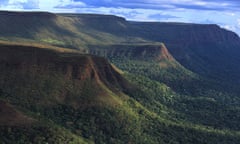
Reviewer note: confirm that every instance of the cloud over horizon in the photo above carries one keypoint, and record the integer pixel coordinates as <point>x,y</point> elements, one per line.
<point>222,12</point>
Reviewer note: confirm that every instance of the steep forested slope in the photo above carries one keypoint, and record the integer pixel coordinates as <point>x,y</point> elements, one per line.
<point>177,83</point>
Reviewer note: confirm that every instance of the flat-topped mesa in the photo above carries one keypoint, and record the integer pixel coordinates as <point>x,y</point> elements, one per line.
<point>27,14</point>
<point>92,76</point>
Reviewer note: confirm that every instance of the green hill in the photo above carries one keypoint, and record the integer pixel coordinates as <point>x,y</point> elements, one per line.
<point>86,78</point>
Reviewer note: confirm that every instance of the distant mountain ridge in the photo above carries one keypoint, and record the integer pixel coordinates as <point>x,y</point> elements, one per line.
<point>87,78</point>
<point>203,49</point>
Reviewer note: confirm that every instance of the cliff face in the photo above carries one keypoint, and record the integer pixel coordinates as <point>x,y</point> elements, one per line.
<point>207,50</point>
<point>48,77</point>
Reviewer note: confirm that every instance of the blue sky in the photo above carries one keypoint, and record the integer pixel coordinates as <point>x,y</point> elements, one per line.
<point>225,13</point>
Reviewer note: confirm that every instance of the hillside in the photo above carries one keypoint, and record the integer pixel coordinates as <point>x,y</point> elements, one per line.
<point>86,78</point>
<point>56,96</point>
<point>207,50</point>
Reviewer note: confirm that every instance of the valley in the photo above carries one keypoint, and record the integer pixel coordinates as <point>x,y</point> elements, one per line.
<point>86,78</point>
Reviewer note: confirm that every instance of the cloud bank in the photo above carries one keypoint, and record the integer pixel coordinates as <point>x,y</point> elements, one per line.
<point>222,12</point>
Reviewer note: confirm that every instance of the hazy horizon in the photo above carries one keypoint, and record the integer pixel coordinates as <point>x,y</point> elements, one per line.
<point>223,13</point>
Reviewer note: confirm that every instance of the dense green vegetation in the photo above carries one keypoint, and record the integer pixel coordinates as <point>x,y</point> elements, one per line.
<point>185,92</point>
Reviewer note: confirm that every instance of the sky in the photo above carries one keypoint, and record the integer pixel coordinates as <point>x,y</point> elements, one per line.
<point>225,13</point>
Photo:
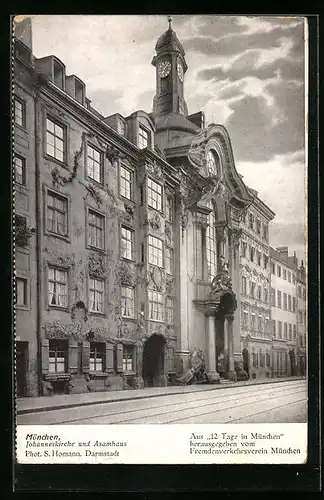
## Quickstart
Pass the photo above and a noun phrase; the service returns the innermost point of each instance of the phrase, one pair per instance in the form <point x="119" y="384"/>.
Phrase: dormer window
<point x="79" y="91"/>
<point x="143" y="137"/>
<point x="58" y="73"/>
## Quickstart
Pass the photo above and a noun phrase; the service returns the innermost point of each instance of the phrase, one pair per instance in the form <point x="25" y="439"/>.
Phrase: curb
<point x="148" y="396"/>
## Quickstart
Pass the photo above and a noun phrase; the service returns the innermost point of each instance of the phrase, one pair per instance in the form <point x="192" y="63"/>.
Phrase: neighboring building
<point x="256" y="334"/>
<point x="284" y="312"/>
<point x="127" y="260"/>
<point x="301" y="320"/>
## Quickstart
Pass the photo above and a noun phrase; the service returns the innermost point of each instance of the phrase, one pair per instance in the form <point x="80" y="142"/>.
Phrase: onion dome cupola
<point x="170" y="67"/>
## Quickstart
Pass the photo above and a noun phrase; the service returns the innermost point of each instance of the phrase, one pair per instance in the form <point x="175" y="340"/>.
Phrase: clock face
<point x="180" y="71"/>
<point x="164" y="68"/>
<point x="211" y="163"/>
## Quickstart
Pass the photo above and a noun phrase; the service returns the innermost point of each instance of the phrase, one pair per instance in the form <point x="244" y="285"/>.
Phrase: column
<point x="213" y="375"/>
<point x="231" y="375"/>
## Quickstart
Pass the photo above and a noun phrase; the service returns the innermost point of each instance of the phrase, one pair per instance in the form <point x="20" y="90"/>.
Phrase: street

How to complete this task:
Could you set down the data exactly as given, minus its pictures?

Your solution:
Reviewer note: confirm that every instance of the cloud over horizon in the photo above carries one keypoint, and record the integer pixel coordinates as <point>x,y</point> elements, one per line.
<point>222,12</point>
Reviewer note: confirm that every instance of the steep forested slope in the photo above carries one keypoint, and record the integer pixel coordinates as <point>x,y</point> elements, one per line.
<point>177,83</point>
Reviewer note: confirm that every instance of the flat-topped mesa in the photo above carries one keypoint, and record the integer pixel coordinates as <point>x,y</point> elements, one per line.
<point>27,14</point>
<point>92,76</point>
Reviewer note: confirm that every instance of the green hill in the photo above carries one keypoint, and record the integer pixel coordinates as <point>x,y</point> elements, one per line.
<point>86,78</point>
Reviewer note: confirm that every instance of the distant mountain ridge in the photo above carries one keypoint, and record the integer pixel coordinates as <point>x,y</point> elements, one per line.
<point>87,78</point>
<point>203,49</point>
Reviewer note: confirm that every instance of the cliff face in the photo above carries one keypoint, and record the integer pixel coordinates as <point>x,y</point> elements, one per line.
<point>207,50</point>
<point>48,77</point>
Reviewer note: confirm that every instance of the blue sky in the photo above carries one keypoint, and record the integer pixel coordinates as <point>x,y</point> elements, one per line.
<point>225,13</point>
Reviewer note: confirm that every instance of the hillside in the photo above carries one keypoint, and record the integer pixel coordinates as <point>x,y</point> elements, one per line.
<point>86,78</point>
<point>56,96</point>
<point>207,50</point>
Reviewer note: confirm that every instance of the valley in the photo above carries one keypoint, and record the integer pixel coordinates as <point>x,y</point> elements, one per line.
<point>86,78</point>
Reviewer note: confirm that every instance of the cloud bank in the photo above carries one keypoint, and record the integer pixel coordinates as <point>x,y</point> elements, one per line.
<point>222,12</point>
Reviewer note: confirm that every instance of the hazy horizon in the photo above carries one keypoint, and record the integer pixel coordinates as <point>x,y</point> elements, one per line.
<point>223,13</point>
Reviewer note: confirm that every instance of the dense green vegetation in the photo above carries one keypoint, and record the integer pixel coordinates as <point>x,y</point> elements, one per line.
<point>185,92</point>
Reviewer note: confirm that every instance of the sky in the photo above carries one keypoint, and record the integer pixel coordinates as <point>x,y</point> elements, one per line.
<point>225,13</point>
Photo:
## Quickstart
Pass the photo above and a noun phrase; the service returns the innermost point of each instance of the phrase, one pair per instance in the form <point x="119" y="384"/>.
Phrase: dormer window
<point x="79" y="91"/>
<point x="143" y="137"/>
<point x="58" y="73"/>
## Quickstart
Pass the photo above and a noun phrase; the service returns the innermost point of each instance of the phrase, one pair per instance in the form <point x="25" y="439"/>.
Phrase: curb
<point x="148" y="396"/>
## Quickstart
Pass the photo above and a noun phrase; the service returns the innermost point of each instance of the phrase, one pair per instance in the form <point x="192" y="63"/>.
Phrase: neighboring building
<point x="256" y="334"/>
<point x="284" y="312"/>
<point x="127" y="260"/>
<point x="301" y="320"/>
## Quickstart
Pass the photo above and a noun phrase; the service returns the innermost point of each instance of the phrase, one pair per instance in the form <point x="80" y="142"/>.
Phrase: onion dome cupola
<point x="170" y="67"/>
## Quickstart
Pass the photo above and a noun phrase; the service returns the innermost point of each instance of the phrase, one pair per instance in the form <point x="175" y="340"/>.
Phrase: clock face
<point x="180" y="71"/>
<point x="164" y="68"/>
<point x="211" y="163"/>
## Quickstart
Pass the photo above and a noun phrase; the service returns the innermost point of each instance of the phrase, one pair per instance in the form <point x="244" y="285"/>.
Phrase: column
<point x="213" y="375"/>
<point x="231" y="375"/>
## Quickstart
Pass the photo above and a noun phrase; the service returns the innermost point of each instance of the phrase, one pair per instance in the form <point x="20" y="90"/>.
Phrase: street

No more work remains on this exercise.